AIM:
Pull out each line of the data below that contains the string "skid". Uppercase and lowercase count as different.

ROWS:
--- start ---

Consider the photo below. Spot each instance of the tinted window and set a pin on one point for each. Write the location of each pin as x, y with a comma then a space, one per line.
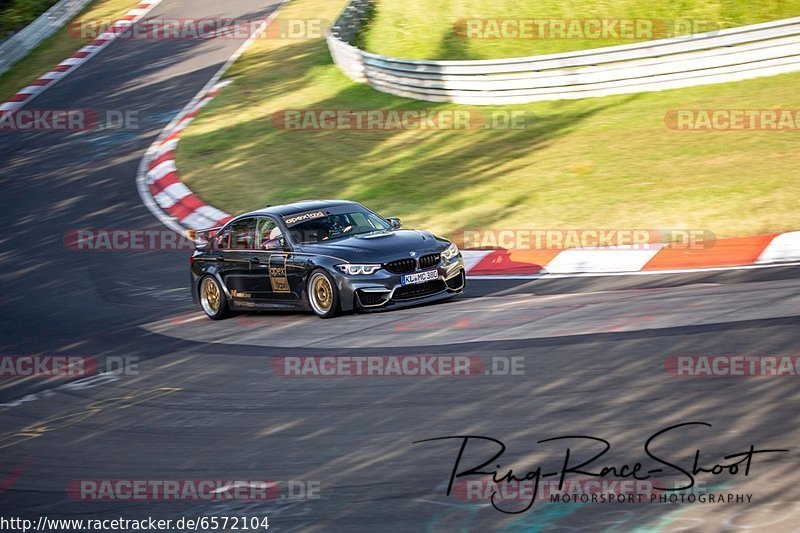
269, 235
333, 226
243, 234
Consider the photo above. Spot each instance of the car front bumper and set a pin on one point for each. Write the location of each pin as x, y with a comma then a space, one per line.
385, 289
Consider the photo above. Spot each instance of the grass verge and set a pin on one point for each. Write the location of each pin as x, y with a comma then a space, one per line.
593, 163
422, 29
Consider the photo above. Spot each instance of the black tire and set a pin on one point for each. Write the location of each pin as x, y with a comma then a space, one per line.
215, 309
322, 294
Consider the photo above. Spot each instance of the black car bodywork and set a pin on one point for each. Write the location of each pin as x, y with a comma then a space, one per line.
257, 270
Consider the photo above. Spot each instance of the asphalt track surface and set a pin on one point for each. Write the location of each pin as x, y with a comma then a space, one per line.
205, 402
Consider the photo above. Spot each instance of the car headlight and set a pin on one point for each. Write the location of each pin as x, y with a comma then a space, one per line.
357, 270
450, 252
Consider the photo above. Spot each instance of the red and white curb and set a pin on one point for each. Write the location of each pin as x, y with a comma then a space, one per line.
745, 252
158, 181
71, 64
177, 205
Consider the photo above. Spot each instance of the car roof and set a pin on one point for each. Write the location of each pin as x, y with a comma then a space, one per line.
297, 207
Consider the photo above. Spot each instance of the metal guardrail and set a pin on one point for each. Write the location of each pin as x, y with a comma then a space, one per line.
18, 45
727, 55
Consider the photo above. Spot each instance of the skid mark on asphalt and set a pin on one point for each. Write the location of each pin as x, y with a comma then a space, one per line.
64, 420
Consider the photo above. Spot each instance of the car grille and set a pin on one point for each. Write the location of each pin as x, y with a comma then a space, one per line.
427, 261
419, 290
456, 282
369, 298
403, 266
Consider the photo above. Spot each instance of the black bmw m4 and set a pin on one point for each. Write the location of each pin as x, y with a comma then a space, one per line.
326, 256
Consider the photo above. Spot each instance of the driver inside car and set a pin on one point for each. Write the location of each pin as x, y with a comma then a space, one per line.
274, 242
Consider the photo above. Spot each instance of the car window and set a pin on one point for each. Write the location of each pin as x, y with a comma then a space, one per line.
224, 239
337, 225
269, 235
243, 234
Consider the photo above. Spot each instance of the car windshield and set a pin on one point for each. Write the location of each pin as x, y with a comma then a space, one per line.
355, 221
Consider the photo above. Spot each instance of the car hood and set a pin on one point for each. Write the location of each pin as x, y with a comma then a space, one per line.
379, 247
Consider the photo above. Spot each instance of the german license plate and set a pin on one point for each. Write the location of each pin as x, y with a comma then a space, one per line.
419, 277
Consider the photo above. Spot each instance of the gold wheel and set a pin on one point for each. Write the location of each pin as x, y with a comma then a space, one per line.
320, 294
210, 297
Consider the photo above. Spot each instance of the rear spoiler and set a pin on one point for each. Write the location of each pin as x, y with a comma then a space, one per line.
201, 237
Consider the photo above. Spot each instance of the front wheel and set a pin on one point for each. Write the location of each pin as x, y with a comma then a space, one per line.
212, 299
323, 297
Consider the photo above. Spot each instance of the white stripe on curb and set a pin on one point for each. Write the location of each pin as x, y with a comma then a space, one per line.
142, 175
618, 259
784, 247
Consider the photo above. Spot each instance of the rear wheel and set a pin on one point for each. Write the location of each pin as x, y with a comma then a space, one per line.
212, 299
323, 297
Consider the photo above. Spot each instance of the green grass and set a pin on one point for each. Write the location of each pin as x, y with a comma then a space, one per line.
58, 47
604, 163
16, 14
425, 29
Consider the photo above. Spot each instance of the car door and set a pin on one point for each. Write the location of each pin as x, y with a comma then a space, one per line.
268, 263
237, 243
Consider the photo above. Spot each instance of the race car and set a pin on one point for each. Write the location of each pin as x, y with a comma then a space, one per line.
323, 255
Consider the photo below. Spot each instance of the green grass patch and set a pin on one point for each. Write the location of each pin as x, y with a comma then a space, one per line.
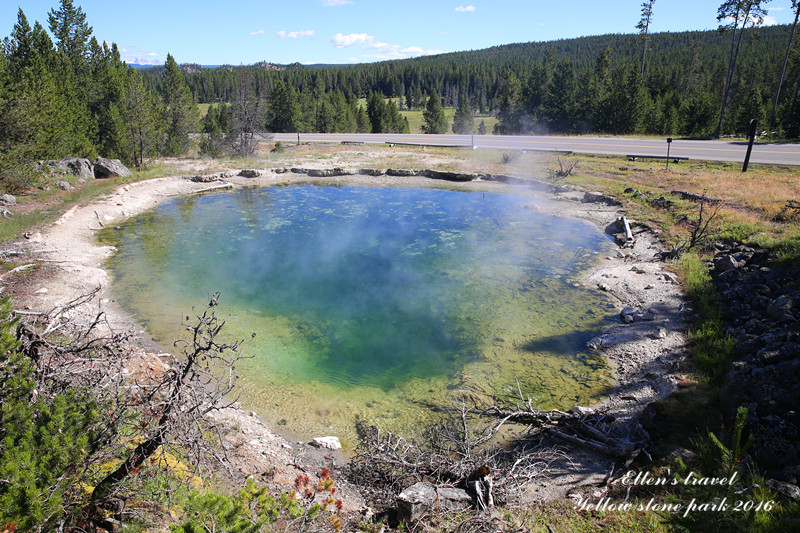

--- end ---

SOLVED PROBLEM:
Consider the photo above. Spot each instance of the skid mark on asphalt and set a pin on one point for each. Write the location of each pin as x, y with a comma then a space, one per line.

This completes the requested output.